Context: Measured plasma or serum creatinine concentration is a primary component of equations used to calculate estimated glomerular filtration rate (eGFR). In recent years, most assay manufacturers have adopted creatinine calibration procedures that are traceable to the National Institute of Standards and Technology's Standard Reference Material 967.
Objectives: To examine the current performance of creatinine assays, to compare changes in assay performance since 2003, and to examine the reliability of laboratory eGFR calculations.
Design: Serum samples spiked with different concentrations of creatinine were analyzed by participating laboratories in the College of American Pathologists' LN24 survey. Participants' reported values were compared against values measured by liquid chromatography-isotope dilution mass spectrometry. Participants were asked to calculate the eGFR for certain samples, and results were compared with those obtained from the 4-parameter Modification of Diet in Renal Disease equation.
Results: Biases among current creatinine methods are in the range of -5% to 10%, compared with -7% to 34% seen in a 2003 study. This degree of bias in eGFR calculations is of clinical significance only for concentrations near the cut points used to stage chronic kidney disease. Approximately 20% of laboratories report eGFR values that exceed ±1 mL/min per 1.73 m(2) from the expected eGFR using the 4-parameter Modification of Diet in Renal Disease equation.
Conclusions: Since 2003, there have been improvements in the performance of creatinine assays, which appear to be related to the adoption of standard reference materials for calibration. The effect of the observed method biases in clinical practice now appears minimal. Laboratories should continue to monitor the accuracy of eGFR calculations.

SUPPLIED RECORDS:
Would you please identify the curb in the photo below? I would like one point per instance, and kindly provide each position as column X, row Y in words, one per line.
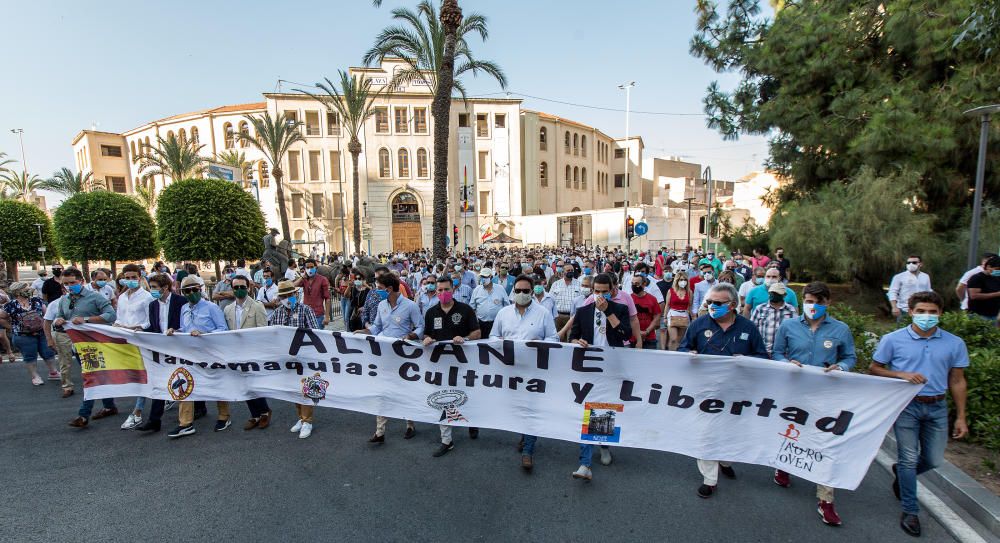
column 981, row 504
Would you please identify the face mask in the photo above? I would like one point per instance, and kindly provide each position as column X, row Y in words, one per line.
column 813, row 311
column 925, row 322
column 718, row 311
column 522, row 298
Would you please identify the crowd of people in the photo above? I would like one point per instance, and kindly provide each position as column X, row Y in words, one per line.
column 687, row 300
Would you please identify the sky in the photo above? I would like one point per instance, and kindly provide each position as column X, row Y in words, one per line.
column 116, row 65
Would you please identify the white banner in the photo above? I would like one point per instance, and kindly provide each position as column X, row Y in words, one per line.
column 823, row 427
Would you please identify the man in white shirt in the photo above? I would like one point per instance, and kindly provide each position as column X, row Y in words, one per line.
column 527, row 321
column 905, row 284
column 267, row 294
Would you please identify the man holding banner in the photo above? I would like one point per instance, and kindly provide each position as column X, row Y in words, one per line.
column 528, row 321
column 450, row 320
column 721, row 332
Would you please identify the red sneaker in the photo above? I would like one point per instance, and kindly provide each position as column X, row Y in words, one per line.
column 829, row 514
column 782, row 479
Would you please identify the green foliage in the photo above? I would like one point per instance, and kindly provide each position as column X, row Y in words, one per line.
column 19, row 235
column 209, row 219
column 102, row 225
column 851, row 84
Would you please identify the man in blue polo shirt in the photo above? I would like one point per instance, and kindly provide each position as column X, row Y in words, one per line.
column 923, row 354
column 721, row 332
column 815, row 339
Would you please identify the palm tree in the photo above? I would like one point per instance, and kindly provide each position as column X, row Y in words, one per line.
column 354, row 104
column 432, row 44
column 20, row 185
column 173, row 158
column 274, row 137
column 236, row 159
column 66, row 182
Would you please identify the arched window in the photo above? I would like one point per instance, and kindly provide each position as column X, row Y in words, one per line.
column 383, row 163
column 227, row 129
column 422, row 169
column 265, row 177
column 403, row 163
column 245, row 132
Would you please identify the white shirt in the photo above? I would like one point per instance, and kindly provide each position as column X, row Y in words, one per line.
column 267, row 295
column 536, row 324
column 965, row 281
column 133, row 310
column 488, row 303
column 904, row 284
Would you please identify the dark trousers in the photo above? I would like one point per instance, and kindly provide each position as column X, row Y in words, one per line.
column 258, row 406
column 485, row 327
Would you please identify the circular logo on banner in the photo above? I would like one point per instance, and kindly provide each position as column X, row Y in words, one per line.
column 180, row 384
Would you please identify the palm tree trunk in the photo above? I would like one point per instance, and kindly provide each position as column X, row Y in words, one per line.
column 356, row 188
column 451, row 17
column 282, row 212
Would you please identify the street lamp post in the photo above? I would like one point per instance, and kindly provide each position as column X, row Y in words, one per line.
column 983, row 113
column 627, row 87
column 20, row 141
column 688, row 200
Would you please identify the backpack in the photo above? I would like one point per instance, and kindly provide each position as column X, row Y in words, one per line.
column 31, row 323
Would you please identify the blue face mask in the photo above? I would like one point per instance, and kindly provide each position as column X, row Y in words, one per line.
column 926, row 322
column 718, row 311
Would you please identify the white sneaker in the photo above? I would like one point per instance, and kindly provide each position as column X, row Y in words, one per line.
column 583, row 472
column 132, row 421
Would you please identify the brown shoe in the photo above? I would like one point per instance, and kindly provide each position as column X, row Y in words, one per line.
column 78, row 422
column 526, row 462
column 106, row 412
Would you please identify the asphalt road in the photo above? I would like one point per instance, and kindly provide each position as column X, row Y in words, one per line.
column 104, row 484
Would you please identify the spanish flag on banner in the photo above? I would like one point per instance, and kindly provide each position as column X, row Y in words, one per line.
column 107, row 360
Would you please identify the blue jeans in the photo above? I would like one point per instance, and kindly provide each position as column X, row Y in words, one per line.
column 921, row 435
column 31, row 346
column 529, row 444
column 87, row 406
column 587, row 452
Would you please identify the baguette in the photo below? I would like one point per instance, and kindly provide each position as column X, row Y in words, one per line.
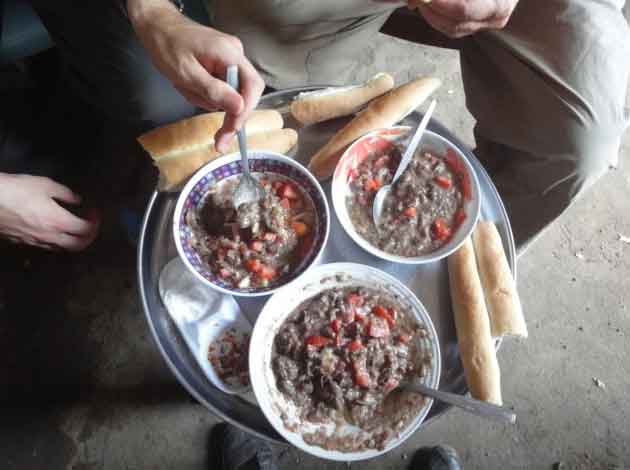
column 197, row 132
column 476, row 346
column 382, row 112
column 176, row 169
column 499, row 288
column 321, row 105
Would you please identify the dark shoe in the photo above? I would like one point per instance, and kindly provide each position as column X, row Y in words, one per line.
column 233, row 449
column 436, row 458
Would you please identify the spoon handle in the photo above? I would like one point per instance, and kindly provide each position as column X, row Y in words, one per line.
column 413, row 143
column 232, row 80
column 478, row 407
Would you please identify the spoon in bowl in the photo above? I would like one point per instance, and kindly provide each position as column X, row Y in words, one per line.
column 477, row 407
column 381, row 195
column 249, row 188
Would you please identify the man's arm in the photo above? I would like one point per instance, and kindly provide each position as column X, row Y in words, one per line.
column 195, row 59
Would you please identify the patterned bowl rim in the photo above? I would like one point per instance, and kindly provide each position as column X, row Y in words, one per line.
column 234, row 158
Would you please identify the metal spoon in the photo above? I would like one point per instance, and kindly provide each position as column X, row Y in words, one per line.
column 379, row 199
column 249, row 188
column 477, row 407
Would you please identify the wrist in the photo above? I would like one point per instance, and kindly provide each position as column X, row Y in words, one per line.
column 145, row 13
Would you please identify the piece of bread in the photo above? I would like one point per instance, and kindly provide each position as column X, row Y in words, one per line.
column 176, row 169
column 499, row 288
column 381, row 112
column 476, row 346
column 321, row 105
column 197, row 132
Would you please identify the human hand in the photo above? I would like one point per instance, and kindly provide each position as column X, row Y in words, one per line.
column 458, row 18
column 195, row 59
column 29, row 213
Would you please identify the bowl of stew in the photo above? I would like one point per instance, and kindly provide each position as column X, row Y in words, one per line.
column 258, row 247
column 432, row 208
column 327, row 357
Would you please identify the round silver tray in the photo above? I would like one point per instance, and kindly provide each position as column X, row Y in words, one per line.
column 429, row 282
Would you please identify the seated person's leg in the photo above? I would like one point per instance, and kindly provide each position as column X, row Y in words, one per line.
column 548, row 93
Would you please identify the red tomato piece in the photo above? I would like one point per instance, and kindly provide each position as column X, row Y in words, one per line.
column 378, row 328
column 257, row 245
column 317, row 341
column 267, row 273
column 253, row 265
column 354, row 299
column 372, row 185
column 390, row 385
column 362, row 379
column 441, row 230
column 443, row 181
column 410, row 212
column 288, row 191
column 348, row 315
column 460, row 216
column 382, row 312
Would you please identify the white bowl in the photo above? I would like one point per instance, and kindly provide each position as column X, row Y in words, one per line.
column 229, row 166
column 273, row 403
column 384, row 138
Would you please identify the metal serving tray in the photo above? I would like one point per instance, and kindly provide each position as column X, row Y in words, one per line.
column 429, row 282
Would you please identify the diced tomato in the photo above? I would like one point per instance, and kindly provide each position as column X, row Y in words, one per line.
column 288, row 191
column 378, row 329
column 297, row 203
column 460, row 216
column 257, row 245
column 443, row 181
column 382, row 161
column 306, row 245
column 465, row 184
column 300, row 228
column 338, row 339
column 353, row 174
column 390, row 385
column 382, row 312
column 354, row 299
column 372, row 185
column 441, row 230
column 317, row 341
column 348, row 315
column 253, row 265
column 270, row 237
column 404, row 338
column 267, row 273
column 410, row 212
column 362, row 379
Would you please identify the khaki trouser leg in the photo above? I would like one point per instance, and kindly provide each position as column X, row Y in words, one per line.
column 548, row 94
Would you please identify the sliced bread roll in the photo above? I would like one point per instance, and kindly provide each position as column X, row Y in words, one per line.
column 381, row 112
column 317, row 106
column 197, row 133
column 472, row 323
column 499, row 288
column 176, row 169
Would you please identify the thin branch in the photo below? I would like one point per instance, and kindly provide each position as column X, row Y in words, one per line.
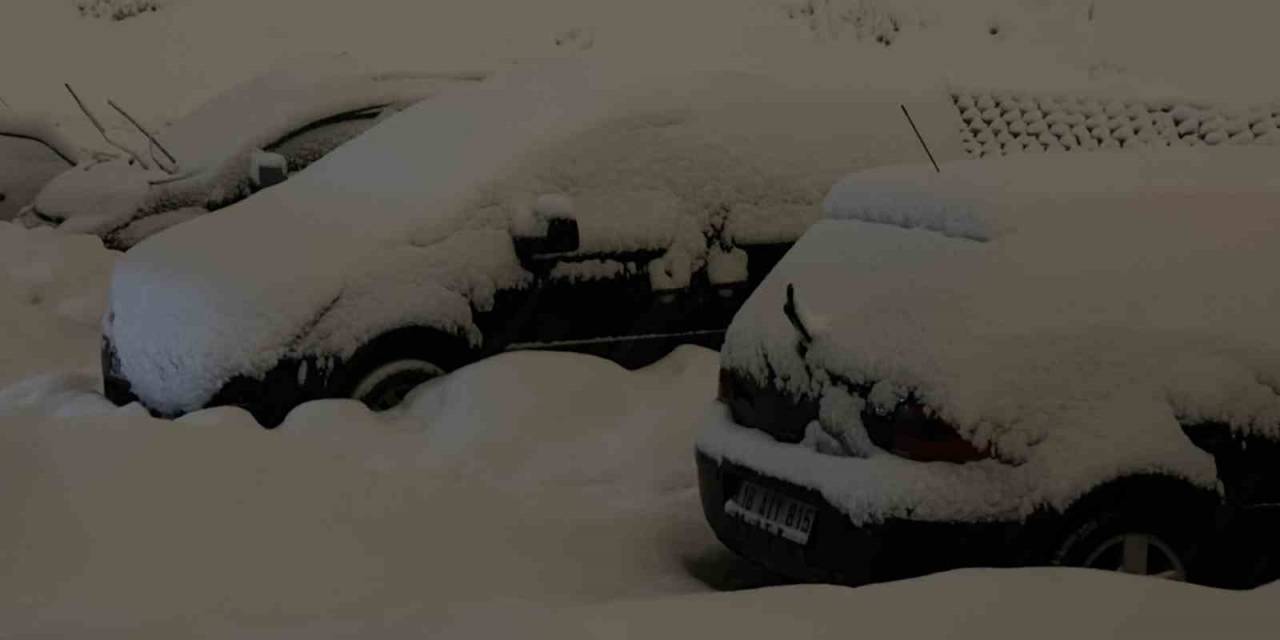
column 145, row 132
column 103, row 129
column 920, row 138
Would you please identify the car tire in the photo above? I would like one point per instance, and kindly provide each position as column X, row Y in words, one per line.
column 383, row 371
column 387, row 385
column 1148, row 525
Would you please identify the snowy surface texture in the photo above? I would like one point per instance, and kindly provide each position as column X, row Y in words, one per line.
column 215, row 144
column 1066, row 312
column 408, row 224
column 1009, row 122
column 53, row 292
column 347, row 524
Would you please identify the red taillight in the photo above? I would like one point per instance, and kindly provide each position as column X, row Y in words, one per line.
column 912, row 433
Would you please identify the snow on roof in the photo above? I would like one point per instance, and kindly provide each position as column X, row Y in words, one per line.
column 648, row 159
column 265, row 108
column 1068, row 311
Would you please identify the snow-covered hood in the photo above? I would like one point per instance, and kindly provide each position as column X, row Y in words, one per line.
column 1068, row 311
column 39, row 127
column 261, row 110
column 95, row 197
column 411, row 218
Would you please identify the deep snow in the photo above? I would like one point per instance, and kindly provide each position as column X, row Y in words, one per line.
column 222, row 522
column 1064, row 312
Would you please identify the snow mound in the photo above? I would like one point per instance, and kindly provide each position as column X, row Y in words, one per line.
column 53, row 289
column 1119, row 296
column 1011, row 122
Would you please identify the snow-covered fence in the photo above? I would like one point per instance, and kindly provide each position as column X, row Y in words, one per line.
column 118, row 9
column 1004, row 122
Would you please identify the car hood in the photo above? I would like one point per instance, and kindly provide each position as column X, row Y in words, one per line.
column 95, row 197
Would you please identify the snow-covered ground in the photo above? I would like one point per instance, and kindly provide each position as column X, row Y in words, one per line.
column 534, row 494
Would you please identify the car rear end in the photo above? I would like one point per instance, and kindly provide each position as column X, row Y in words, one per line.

BRIEF 1: List the section labels that introduce each paragraph of the creatinine assay abstract.
BRIEF 2: Reproduce the passage of the creatinine assay abstract starting at "Conclusions: Since 2003, there" and ending at "of eGFR calculations.".

ANSWER AREA 1:
Context
Objectives
Design
Results
Conclusions

ANSWER AREA 2:
Conclusions: Since 2003, there have been improvements in the performance of creatinine assays, which appear to be related to the adoption of standard reference materials for calibration. The effect of the observed method biases in clinical practice now appears minimal. Laboratories should continue to monitor the accuracy of eGFR calculations.